• _Stored rows_
▶

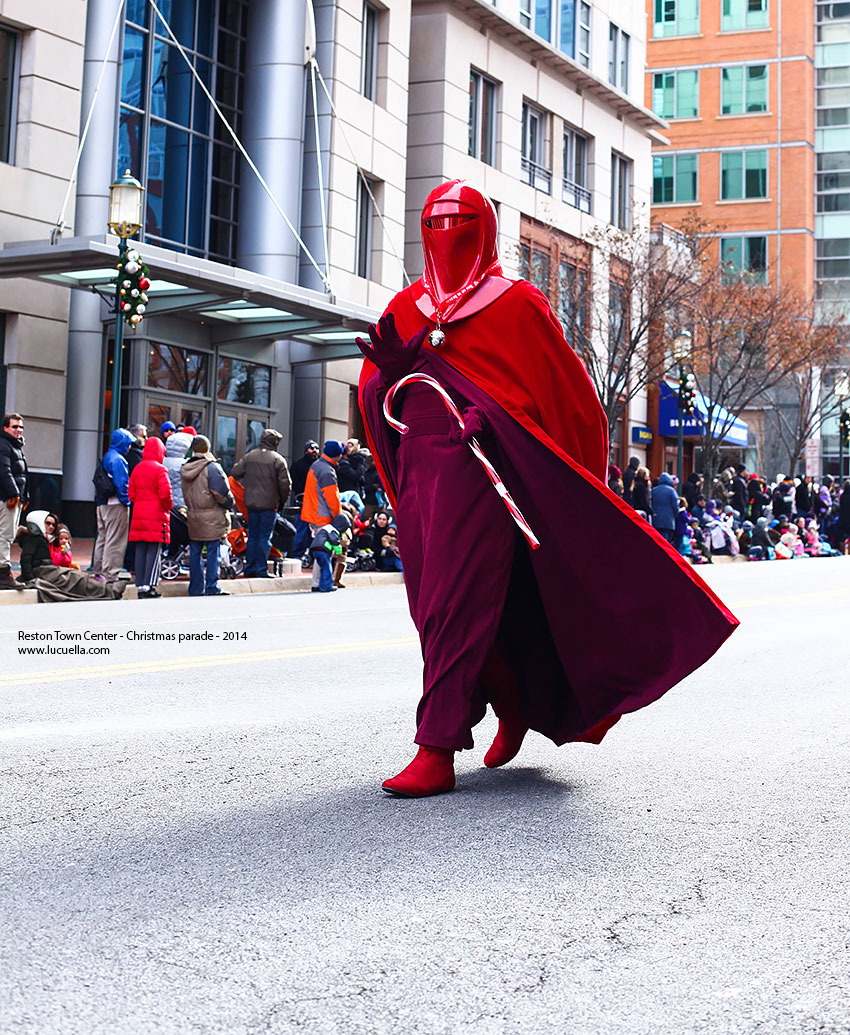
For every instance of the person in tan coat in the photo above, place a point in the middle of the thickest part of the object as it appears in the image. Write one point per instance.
(208, 499)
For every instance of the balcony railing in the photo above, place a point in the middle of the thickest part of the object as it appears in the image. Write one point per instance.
(536, 176)
(576, 196)
(669, 237)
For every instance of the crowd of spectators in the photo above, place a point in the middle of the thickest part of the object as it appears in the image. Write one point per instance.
(740, 513)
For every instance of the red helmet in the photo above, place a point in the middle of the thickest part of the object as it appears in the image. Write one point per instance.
(459, 239)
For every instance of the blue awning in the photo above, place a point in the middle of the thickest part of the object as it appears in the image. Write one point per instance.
(737, 433)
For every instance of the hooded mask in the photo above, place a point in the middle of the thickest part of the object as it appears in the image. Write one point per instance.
(459, 240)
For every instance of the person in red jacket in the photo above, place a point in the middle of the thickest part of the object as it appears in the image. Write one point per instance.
(150, 527)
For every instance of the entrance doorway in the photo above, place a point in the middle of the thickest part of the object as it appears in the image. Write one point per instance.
(236, 434)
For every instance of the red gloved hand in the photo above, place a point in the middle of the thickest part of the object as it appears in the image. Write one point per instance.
(388, 351)
(475, 421)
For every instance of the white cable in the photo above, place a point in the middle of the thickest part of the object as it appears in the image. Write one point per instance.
(241, 148)
(363, 177)
(313, 67)
(59, 226)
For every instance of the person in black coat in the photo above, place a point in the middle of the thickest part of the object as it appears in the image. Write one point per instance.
(739, 498)
(12, 491)
(641, 492)
(351, 469)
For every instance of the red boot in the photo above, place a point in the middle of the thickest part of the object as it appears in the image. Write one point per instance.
(506, 743)
(431, 772)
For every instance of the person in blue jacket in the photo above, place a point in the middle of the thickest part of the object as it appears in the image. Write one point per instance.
(113, 508)
(665, 507)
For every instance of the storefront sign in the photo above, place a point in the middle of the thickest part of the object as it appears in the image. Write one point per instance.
(642, 436)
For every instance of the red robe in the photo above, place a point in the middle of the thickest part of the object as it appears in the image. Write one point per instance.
(606, 616)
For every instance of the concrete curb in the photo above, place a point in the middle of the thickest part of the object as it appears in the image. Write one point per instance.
(237, 587)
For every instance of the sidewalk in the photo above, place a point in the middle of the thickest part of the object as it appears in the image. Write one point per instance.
(292, 581)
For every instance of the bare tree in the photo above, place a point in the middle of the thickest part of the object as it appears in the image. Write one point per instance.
(749, 341)
(799, 406)
(654, 276)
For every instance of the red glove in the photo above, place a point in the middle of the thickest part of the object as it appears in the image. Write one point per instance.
(388, 351)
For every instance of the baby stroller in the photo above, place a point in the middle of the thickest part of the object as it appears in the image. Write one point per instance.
(175, 560)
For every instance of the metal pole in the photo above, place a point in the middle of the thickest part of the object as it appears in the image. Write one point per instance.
(680, 451)
(115, 407)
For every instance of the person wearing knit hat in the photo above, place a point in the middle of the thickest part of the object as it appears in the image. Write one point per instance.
(264, 475)
(321, 502)
(208, 499)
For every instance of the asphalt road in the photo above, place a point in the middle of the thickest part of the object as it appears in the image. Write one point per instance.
(194, 838)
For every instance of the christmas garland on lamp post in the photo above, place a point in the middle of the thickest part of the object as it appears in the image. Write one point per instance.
(134, 282)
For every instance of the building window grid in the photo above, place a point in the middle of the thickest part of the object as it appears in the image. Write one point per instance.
(575, 190)
(223, 69)
(832, 183)
(674, 179)
(482, 94)
(675, 94)
(738, 15)
(534, 171)
(743, 89)
(565, 24)
(744, 256)
(743, 175)
(9, 46)
(369, 50)
(620, 191)
(827, 21)
(619, 45)
(365, 216)
(676, 18)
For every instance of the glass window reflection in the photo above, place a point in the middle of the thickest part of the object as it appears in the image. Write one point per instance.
(173, 368)
(243, 382)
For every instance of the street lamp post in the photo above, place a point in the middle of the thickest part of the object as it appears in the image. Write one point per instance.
(842, 390)
(124, 220)
(681, 352)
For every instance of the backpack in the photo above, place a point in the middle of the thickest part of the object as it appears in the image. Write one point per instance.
(104, 485)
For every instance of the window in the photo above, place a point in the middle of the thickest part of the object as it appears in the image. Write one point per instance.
(365, 214)
(575, 170)
(619, 43)
(829, 16)
(168, 136)
(745, 256)
(574, 303)
(743, 174)
(543, 19)
(173, 368)
(833, 94)
(833, 181)
(534, 171)
(676, 18)
(620, 191)
(743, 88)
(832, 268)
(560, 22)
(8, 51)
(369, 52)
(674, 178)
(583, 57)
(675, 94)
(743, 15)
(558, 265)
(239, 381)
(481, 118)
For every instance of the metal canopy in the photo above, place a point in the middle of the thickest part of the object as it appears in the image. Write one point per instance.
(237, 304)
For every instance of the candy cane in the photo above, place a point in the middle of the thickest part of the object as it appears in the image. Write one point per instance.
(498, 484)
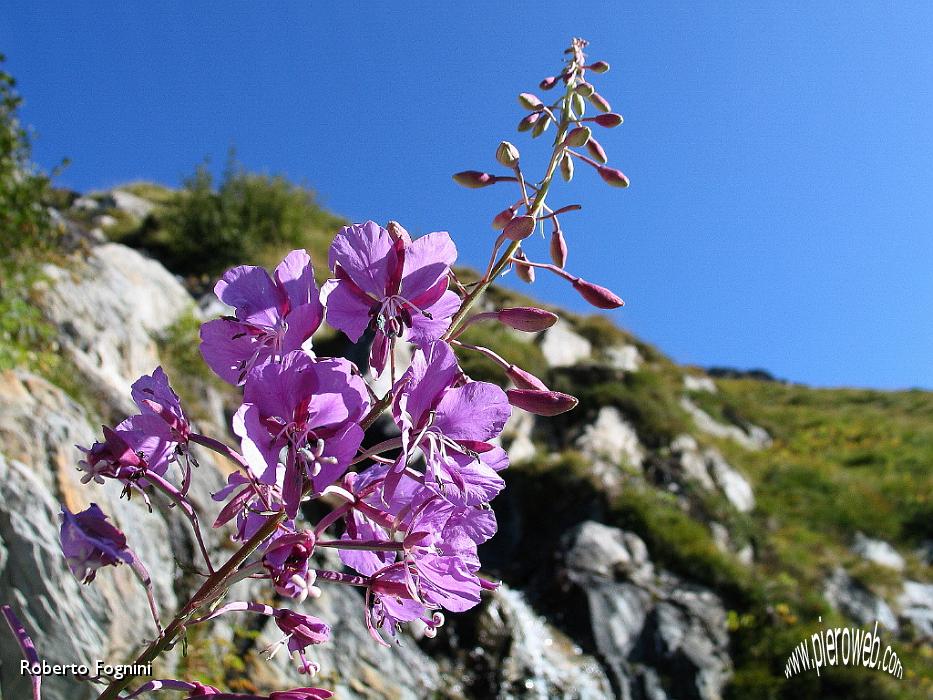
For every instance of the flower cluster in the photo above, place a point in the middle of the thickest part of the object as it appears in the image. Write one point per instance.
(409, 498)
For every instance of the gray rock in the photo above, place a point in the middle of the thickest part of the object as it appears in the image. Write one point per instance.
(854, 600)
(916, 606)
(109, 340)
(530, 659)
(753, 438)
(625, 358)
(696, 383)
(562, 347)
(135, 206)
(611, 438)
(877, 551)
(657, 635)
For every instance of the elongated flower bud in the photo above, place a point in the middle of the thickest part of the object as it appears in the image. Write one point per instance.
(566, 167)
(507, 154)
(529, 319)
(502, 218)
(474, 179)
(530, 101)
(526, 273)
(578, 136)
(541, 403)
(600, 297)
(608, 120)
(541, 126)
(585, 89)
(529, 121)
(519, 228)
(599, 102)
(577, 104)
(596, 150)
(558, 248)
(524, 380)
(613, 177)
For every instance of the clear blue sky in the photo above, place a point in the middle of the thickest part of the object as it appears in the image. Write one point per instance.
(781, 207)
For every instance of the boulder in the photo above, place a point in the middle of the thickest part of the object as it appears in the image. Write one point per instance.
(878, 552)
(658, 635)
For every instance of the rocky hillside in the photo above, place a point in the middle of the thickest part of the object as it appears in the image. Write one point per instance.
(675, 536)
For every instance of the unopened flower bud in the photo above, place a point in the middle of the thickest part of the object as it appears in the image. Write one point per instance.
(596, 150)
(526, 273)
(507, 155)
(529, 121)
(519, 228)
(558, 248)
(599, 102)
(541, 403)
(529, 101)
(608, 120)
(398, 232)
(578, 136)
(600, 297)
(566, 167)
(474, 179)
(613, 177)
(577, 104)
(503, 218)
(529, 319)
(524, 380)
(541, 126)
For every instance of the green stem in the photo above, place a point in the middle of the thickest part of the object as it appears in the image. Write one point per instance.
(213, 587)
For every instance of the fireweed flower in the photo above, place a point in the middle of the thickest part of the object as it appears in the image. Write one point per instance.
(306, 411)
(90, 542)
(273, 316)
(287, 559)
(155, 396)
(451, 425)
(252, 505)
(139, 444)
(391, 285)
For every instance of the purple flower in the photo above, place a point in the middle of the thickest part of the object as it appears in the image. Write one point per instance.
(90, 542)
(309, 409)
(273, 317)
(252, 505)
(138, 444)
(155, 396)
(287, 560)
(393, 285)
(452, 426)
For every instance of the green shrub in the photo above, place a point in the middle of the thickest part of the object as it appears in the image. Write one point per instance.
(247, 218)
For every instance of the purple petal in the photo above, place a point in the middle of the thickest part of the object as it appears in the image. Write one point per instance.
(295, 276)
(345, 310)
(427, 261)
(253, 293)
(225, 346)
(362, 250)
(475, 411)
(425, 330)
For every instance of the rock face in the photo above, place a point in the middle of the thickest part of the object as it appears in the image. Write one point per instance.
(857, 602)
(658, 635)
(877, 551)
(109, 340)
(564, 348)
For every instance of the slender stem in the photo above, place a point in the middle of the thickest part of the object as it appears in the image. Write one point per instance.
(215, 585)
(536, 206)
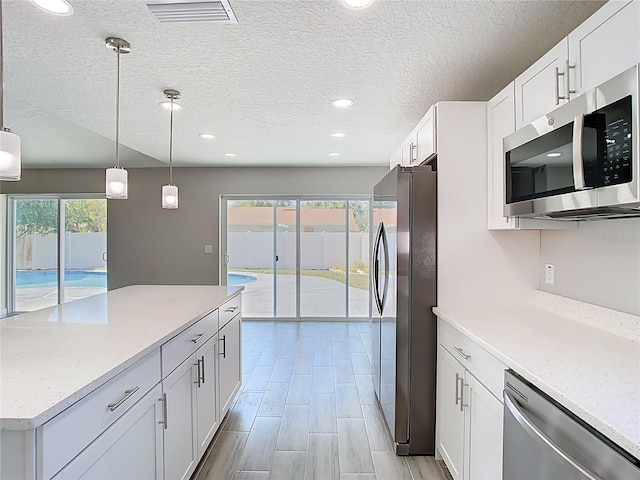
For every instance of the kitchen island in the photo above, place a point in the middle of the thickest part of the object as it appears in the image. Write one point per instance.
(80, 380)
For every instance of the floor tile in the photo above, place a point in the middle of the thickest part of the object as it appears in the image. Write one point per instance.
(288, 466)
(322, 457)
(322, 380)
(240, 417)
(283, 370)
(300, 390)
(294, 428)
(260, 445)
(355, 457)
(390, 466)
(347, 401)
(322, 418)
(274, 400)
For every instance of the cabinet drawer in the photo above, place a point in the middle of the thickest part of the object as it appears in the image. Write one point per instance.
(230, 309)
(484, 366)
(67, 434)
(188, 341)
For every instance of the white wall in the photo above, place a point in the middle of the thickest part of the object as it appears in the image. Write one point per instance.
(476, 267)
(597, 263)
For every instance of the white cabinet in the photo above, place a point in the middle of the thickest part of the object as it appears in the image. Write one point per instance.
(601, 47)
(500, 123)
(180, 450)
(130, 448)
(451, 416)
(207, 386)
(469, 410)
(542, 87)
(605, 44)
(425, 137)
(230, 365)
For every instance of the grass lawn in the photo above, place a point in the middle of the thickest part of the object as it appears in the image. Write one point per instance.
(356, 280)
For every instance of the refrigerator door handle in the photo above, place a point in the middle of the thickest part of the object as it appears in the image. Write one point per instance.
(385, 247)
(376, 269)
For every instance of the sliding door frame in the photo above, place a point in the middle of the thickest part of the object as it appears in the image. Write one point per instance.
(297, 199)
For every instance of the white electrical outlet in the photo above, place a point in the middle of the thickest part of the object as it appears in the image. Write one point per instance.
(549, 274)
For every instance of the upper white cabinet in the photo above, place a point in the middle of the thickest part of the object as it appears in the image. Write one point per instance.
(606, 44)
(425, 139)
(543, 86)
(500, 123)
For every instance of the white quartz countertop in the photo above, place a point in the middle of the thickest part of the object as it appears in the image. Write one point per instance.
(593, 373)
(51, 358)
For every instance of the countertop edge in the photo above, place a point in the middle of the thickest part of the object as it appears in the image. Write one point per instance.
(607, 430)
(25, 424)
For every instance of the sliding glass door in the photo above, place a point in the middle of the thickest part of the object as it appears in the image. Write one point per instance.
(58, 250)
(298, 257)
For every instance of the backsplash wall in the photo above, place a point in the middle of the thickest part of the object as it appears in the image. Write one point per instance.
(598, 263)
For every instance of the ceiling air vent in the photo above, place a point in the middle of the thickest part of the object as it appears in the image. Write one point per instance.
(189, 11)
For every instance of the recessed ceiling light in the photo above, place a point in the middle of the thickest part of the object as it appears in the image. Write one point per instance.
(167, 105)
(342, 103)
(57, 7)
(357, 3)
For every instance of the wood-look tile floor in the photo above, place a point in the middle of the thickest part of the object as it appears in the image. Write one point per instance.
(307, 410)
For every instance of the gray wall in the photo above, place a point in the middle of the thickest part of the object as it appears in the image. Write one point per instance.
(597, 263)
(149, 245)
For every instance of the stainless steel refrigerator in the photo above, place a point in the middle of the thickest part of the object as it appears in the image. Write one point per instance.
(404, 328)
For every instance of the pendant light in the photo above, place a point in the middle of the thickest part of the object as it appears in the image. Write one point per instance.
(116, 177)
(170, 191)
(9, 142)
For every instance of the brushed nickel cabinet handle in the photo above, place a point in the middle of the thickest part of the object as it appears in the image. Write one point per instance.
(461, 352)
(125, 397)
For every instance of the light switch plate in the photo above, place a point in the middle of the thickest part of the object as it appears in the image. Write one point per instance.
(549, 274)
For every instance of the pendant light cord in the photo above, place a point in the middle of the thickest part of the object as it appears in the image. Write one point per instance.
(1, 73)
(118, 108)
(171, 146)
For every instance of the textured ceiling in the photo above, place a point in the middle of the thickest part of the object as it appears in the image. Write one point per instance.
(263, 86)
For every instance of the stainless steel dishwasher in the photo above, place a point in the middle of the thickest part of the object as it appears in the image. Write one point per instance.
(543, 440)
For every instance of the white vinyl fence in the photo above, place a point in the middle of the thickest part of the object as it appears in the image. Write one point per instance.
(318, 250)
(82, 251)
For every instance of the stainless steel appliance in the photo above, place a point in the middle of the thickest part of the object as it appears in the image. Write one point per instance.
(543, 440)
(581, 160)
(404, 329)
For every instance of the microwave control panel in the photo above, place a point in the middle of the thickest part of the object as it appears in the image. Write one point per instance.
(615, 143)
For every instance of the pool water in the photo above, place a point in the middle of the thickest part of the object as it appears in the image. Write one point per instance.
(72, 278)
(238, 279)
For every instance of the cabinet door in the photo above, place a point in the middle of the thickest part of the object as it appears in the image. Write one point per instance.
(426, 136)
(180, 452)
(543, 86)
(206, 394)
(501, 121)
(483, 439)
(450, 416)
(606, 44)
(130, 448)
(229, 362)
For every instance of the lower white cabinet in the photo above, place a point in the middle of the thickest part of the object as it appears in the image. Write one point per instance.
(229, 361)
(469, 416)
(130, 448)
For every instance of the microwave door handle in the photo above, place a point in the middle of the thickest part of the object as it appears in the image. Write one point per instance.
(578, 161)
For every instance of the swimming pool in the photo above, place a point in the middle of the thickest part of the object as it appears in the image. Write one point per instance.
(72, 278)
(239, 279)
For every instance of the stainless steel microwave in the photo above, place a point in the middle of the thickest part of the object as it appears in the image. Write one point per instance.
(580, 162)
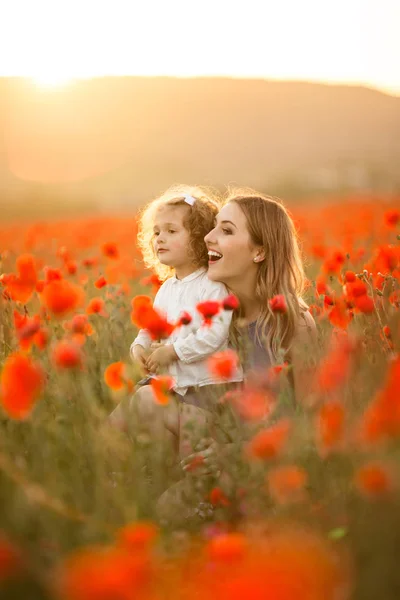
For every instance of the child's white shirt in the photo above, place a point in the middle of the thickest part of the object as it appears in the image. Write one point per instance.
(195, 342)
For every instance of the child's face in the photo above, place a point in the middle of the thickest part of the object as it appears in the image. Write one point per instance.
(171, 239)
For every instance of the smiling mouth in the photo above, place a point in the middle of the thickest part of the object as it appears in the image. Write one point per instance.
(213, 256)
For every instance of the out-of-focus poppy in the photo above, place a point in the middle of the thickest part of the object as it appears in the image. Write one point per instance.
(22, 381)
(223, 364)
(62, 298)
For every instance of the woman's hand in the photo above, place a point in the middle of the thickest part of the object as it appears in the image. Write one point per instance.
(205, 461)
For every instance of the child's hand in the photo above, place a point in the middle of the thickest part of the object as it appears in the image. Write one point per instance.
(140, 355)
(161, 358)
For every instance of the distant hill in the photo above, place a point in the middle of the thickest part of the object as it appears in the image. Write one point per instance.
(123, 139)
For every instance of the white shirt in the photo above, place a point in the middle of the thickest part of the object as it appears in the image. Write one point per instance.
(195, 342)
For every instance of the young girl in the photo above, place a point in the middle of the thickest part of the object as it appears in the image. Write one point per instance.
(171, 237)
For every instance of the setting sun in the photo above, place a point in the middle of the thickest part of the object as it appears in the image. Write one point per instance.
(287, 40)
(51, 80)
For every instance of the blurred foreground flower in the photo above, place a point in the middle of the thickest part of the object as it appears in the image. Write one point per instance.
(22, 381)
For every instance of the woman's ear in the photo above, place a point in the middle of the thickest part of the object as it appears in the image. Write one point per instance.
(260, 255)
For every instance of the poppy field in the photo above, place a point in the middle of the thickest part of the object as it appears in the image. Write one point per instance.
(308, 504)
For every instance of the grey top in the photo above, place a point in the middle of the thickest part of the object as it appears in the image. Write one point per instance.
(258, 355)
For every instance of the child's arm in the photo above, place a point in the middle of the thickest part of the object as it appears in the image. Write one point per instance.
(143, 340)
(207, 339)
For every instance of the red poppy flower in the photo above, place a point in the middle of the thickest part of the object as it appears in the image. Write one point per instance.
(270, 442)
(364, 304)
(330, 426)
(71, 267)
(67, 355)
(392, 217)
(62, 297)
(100, 282)
(349, 276)
(22, 382)
(96, 306)
(104, 574)
(230, 302)
(152, 280)
(146, 317)
(22, 286)
(52, 274)
(114, 375)
(217, 497)
(110, 250)
(227, 547)
(340, 316)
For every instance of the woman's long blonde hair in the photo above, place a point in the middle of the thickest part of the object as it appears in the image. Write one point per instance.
(199, 221)
(281, 272)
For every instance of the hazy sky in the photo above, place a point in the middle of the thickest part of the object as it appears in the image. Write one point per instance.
(354, 41)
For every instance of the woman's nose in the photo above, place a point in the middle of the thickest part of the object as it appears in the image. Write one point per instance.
(209, 238)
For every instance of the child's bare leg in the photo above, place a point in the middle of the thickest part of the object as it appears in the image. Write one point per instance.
(194, 426)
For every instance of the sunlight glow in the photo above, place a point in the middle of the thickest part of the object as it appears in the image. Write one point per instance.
(52, 80)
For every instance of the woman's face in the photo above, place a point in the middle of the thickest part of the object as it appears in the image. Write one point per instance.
(232, 257)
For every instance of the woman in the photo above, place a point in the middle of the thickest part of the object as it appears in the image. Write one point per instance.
(253, 250)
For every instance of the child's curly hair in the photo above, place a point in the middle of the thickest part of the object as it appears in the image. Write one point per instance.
(199, 221)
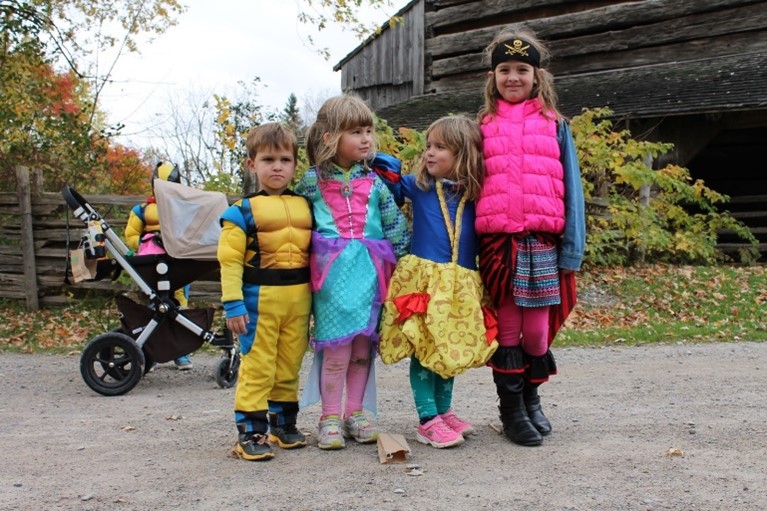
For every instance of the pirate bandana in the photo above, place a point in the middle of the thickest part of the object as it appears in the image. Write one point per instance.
(516, 49)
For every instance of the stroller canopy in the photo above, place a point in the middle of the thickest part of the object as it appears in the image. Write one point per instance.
(189, 220)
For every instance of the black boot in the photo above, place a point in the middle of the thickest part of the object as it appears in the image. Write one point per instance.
(533, 407)
(516, 423)
(282, 425)
(537, 371)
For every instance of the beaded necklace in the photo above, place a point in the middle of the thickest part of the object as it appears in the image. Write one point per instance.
(453, 232)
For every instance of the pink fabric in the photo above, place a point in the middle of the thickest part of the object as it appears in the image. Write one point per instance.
(349, 213)
(349, 364)
(523, 188)
(528, 326)
(357, 375)
(326, 250)
(148, 246)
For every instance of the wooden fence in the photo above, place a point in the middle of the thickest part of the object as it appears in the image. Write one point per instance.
(36, 231)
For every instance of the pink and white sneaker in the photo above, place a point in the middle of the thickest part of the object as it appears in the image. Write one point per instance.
(438, 434)
(458, 425)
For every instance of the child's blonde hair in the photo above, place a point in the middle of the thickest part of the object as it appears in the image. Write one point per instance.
(543, 81)
(336, 115)
(463, 137)
(272, 135)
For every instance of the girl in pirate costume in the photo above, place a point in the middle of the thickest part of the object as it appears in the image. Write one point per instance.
(531, 225)
(434, 313)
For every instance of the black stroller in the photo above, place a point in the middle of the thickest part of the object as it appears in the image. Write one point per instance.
(114, 362)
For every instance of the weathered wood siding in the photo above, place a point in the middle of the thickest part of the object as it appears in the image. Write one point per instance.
(590, 36)
(391, 69)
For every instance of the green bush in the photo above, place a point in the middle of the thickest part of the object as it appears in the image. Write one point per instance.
(677, 223)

◀

• _Exercise prompt_
Print the stretch of the records from the line containing "For every instance of the green bush" through the end of the records, reproducing each line word for word.

• _Full solution_
For every instance of the green bush in the photo above, place a point in the middle of the thickest part of the object as it appears in the image. Write one point per instance.
(677, 223)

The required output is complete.